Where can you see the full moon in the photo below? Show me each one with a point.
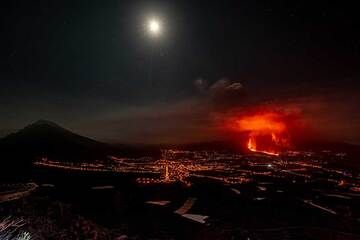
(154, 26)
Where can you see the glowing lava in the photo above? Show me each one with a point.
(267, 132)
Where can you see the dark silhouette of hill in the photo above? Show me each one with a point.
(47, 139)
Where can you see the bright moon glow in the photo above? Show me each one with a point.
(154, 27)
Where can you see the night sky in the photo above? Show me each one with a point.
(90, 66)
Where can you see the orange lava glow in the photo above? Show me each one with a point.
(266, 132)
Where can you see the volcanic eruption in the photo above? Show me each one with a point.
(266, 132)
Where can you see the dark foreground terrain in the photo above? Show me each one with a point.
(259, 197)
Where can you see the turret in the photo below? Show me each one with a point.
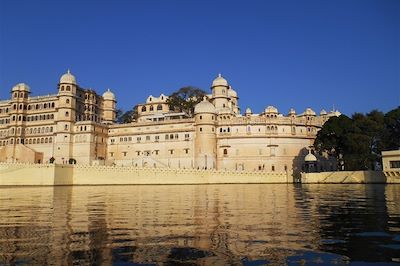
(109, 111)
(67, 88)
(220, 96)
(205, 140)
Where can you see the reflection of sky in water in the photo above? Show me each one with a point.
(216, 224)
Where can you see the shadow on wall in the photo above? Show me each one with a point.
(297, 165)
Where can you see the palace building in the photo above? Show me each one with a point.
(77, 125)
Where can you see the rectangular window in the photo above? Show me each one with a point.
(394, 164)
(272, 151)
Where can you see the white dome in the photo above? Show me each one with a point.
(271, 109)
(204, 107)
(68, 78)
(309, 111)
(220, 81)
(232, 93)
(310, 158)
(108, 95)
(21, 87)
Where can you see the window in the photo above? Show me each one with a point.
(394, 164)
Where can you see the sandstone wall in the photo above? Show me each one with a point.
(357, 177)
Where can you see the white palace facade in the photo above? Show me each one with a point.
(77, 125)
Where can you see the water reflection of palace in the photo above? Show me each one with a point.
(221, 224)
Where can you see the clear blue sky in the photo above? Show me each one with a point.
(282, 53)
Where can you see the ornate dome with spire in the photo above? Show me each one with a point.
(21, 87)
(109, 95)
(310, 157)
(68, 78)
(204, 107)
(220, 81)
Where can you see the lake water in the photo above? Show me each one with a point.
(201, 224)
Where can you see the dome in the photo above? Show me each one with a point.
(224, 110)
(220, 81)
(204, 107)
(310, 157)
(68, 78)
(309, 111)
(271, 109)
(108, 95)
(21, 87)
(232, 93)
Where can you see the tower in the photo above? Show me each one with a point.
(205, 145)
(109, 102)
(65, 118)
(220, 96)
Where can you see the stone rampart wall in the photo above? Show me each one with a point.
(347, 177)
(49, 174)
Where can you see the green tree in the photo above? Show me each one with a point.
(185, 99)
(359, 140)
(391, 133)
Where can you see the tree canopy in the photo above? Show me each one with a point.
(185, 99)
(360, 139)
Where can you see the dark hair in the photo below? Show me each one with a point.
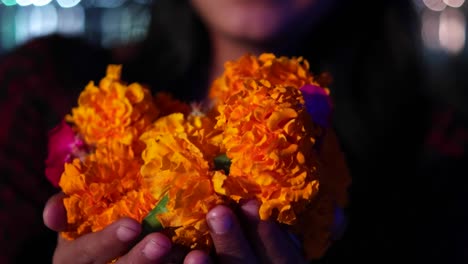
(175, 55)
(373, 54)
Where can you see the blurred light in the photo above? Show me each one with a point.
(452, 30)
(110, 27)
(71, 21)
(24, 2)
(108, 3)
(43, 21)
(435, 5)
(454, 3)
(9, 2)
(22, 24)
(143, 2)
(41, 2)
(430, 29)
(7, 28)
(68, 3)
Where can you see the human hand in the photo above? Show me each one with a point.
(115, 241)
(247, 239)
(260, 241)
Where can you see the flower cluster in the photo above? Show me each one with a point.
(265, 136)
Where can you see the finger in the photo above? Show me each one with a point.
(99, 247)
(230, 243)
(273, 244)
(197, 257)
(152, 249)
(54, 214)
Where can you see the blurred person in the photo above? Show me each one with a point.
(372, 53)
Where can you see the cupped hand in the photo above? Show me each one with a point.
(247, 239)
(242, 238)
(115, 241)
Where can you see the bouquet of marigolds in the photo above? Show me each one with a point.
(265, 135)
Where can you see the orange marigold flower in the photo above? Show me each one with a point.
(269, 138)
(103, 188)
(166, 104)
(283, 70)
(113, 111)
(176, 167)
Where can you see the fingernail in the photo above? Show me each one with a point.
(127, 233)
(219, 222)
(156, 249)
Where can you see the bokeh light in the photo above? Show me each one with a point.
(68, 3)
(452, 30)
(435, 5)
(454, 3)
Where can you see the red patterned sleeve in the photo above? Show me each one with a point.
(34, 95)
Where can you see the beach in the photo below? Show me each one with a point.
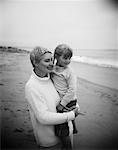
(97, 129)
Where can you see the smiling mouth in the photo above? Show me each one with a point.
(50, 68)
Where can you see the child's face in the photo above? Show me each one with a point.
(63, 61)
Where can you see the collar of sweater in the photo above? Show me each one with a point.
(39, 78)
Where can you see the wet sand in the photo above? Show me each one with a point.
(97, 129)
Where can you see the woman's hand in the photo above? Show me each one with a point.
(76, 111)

___

▶ **Short exercise**
Convert the entries above into a two-column CSV with the header row input,output, one row per entry, putting its text under input and its points under output. Quote every field, turn line breaks into spaces, and leave the pictures out.

▶ **Result of the task**
input,output
"Where can you see the full moon in the photo below? Show me each one with a point.","(154, 26)"
"Where can you see the glowing lava in the photo above? Show me each one with a point.","(267, 132)"
"Where can you see the dark silhouette of hill in the photo above? Show me each one with a point.","(47, 139)"
"Where can you see the bright moon glow in the photo above? Show me each one with a point.","(154, 27)"
"Where can you see the night sky in the photo above? Show me each one with a point.","(90, 66)"
"Where can you see the orange lava glow in the photo above? Show me each one with a point.","(266, 132)"
"Where can you see the volcanic eruption in the photo above? Show me each one with a point.","(266, 132)"
"Where can you see the dark foreground terrain in the photo above? Show me each one with a point.","(259, 197)"
"Where can you see the turret in the photo below? Show me each one with a point.","(109, 111) (67, 88) (220, 96) (205, 140)"
"Where can you see the reflection of sky in water in the photo above? Show me each one with a point.","(216, 224)"
"Where can you see the shadow on wall in the photo above? Show me each one with a point.","(297, 165)"
"Where can you see the palace building in the photo above? Show me each one with a point.","(77, 125)"
"Where can you see the rectangular window in the photo above? Show me each one with a point.","(394, 164) (272, 151)"
"Where can you see the white dome in the photo above? Show me each one with a point.","(271, 109) (204, 107) (68, 78) (309, 111) (220, 81) (232, 93) (310, 158) (108, 95) (21, 87)"
"Where can you see the window in the photo above? Show me each one with a point.","(394, 164)"
"Where can you see the sandstone wall in the photo above? Show me each one with a point.","(357, 177)"
"Where can you see the white palace facade in the photo above? Show me each one with a point.","(77, 125)"
"Where can you see the water reflection of palace in the photo above? Show me each one with a point.","(221, 224)"
"Where can you see the clear blue sky in the photo above? Show me each one with a point.","(282, 53)"
"Where can you see the ornate dome with spire in the photo above? Show me each one with a point.","(21, 87) (109, 95) (310, 157) (68, 78) (204, 107) (220, 81)"
"Where can you see the lake water in the photo above? Show me each one with a point.","(201, 224)"
"Where can you see the dome in the photo above? Show me each one with a point.","(224, 110) (220, 81) (204, 107) (310, 157) (68, 78) (309, 111) (271, 109) (108, 95) (21, 87) (232, 93)"
"Where can you see the tower in the photo above? Show me each one with a point.","(205, 145) (109, 102) (65, 118) (220, 96)"
"Where can you see the stone rampart wall in the photo above? Show me each one with a point.","(347, 177) (49, 174)"
"Where can you see the green tree in the photo above? Show me each one with a point.","(185, 99) (359, 140) (391, 133)"
"Where can you see the tree canopy in the photo above? Show me each one with a point.","(185, 99) (360, 139)"
"Where can you see the dark hair in the photo below? Show me each one with a point.","(175, 55) (373, 54)"
"Where can you see the blurred light in the photo above? Show me each one with a point.","(452, 30) (110, 27) (71, 21) (24, 2) (108, 3) (43, 21) (435, 5) (454, 3) (9, 2) (22, 24) (143, 2) (41, 2) (430, 29) (7, 28) (68, 3)"
"Where can you see the human hand in the photo above? Show me each one with a point.","(115, 241) (247, 239) (260, 241)"
"Where can you see the flower cluster in the photo above? Show me each one with a point.","(265, 136)"
"Where can you see the finger in the photo above? Show me each one with a point.","(99, 247) (230, 243) (273, 244) (197, 257) (152, 249) (54, 214)"
"Where can you see the blurred person in the photo above? Show me each one with a point.","(372, 53)"
"Where can you see the cupped hand in the photo above? Show me each one with a point.","(247, 239) (242, 238) (115, 241)"
"Where can you see the bouquet of marigolds in the photo above? Show me each one with a point.","(265, 135)"
"Where can you see the orange marigold flower in the photo above? Show me each one with a point.","(269, 138) (103, 188) (166, 104) (283, 70) (113, 111) (176, 167)"
"Where can you see the fingernail in the photo above? Show me each one with a point.","(127, 233) (219, 222) (156, 249)"
"Where can you see the bokeh light in the photo above? Show me each one with a point.","(68, 3) (452, 30) (435, 5) (454, 3)"
"Where can you see the red patterned sleeve in the photo above? Show me each one with a point.","(34, 95)"
"Where can you see the beach in the photo below? Show me each one with a point.","(97, 129)"
"Where can you see the smiling mouth in the photo above? Show me each one with a point.","(50, 68)"
"Where can you see the child's face in the photo above? Show me each one with a point.","(63, 61)"
"Where can you see the collar of sweater in the photo above? Show me each one with a point.","(39, 78)"
"Where can you see the wet sand in the photo above? Show me each one with a point.","(97, 129)"
"Where can you see the woman's hand in the photo above? Show me each one with a point.","(76, 111)"